• **BRIEF**: In the records below, pick out all lines containing the word "worker".

*** MATERIAL PROVIDED

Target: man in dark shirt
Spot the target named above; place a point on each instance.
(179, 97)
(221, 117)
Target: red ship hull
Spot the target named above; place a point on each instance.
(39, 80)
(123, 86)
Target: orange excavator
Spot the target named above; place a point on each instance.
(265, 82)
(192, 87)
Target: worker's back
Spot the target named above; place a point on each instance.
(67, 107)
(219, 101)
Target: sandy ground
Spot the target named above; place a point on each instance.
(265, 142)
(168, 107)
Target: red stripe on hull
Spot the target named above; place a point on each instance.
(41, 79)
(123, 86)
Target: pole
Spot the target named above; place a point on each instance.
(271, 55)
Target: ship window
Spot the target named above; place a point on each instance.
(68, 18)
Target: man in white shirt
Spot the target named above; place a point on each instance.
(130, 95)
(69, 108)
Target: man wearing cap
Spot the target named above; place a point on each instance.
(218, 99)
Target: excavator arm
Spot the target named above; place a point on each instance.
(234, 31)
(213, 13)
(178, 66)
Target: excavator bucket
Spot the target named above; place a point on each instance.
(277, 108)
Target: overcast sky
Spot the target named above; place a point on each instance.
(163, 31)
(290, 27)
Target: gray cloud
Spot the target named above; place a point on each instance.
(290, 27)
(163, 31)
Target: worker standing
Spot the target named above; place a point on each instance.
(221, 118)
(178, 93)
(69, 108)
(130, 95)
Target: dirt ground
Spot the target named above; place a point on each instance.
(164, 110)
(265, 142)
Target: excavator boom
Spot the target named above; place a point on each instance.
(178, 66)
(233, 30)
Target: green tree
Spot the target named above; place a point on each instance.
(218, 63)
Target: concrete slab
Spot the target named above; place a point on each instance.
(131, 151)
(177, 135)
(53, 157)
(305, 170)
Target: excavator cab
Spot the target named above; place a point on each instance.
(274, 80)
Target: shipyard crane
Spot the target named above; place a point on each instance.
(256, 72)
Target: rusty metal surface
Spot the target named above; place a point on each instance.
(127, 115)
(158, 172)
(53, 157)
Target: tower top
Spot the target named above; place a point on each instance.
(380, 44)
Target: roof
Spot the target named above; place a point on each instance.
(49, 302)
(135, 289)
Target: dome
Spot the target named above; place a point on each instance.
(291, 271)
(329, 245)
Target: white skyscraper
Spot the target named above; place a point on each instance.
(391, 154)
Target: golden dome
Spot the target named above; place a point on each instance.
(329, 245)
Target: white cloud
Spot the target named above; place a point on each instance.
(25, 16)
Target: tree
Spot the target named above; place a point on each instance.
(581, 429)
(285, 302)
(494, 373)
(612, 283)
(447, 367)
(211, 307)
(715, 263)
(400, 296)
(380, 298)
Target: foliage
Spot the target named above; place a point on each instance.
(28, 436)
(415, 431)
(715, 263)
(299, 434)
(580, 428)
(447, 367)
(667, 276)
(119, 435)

******

• **REPLY**:
Target: worker's back
Target: worker standing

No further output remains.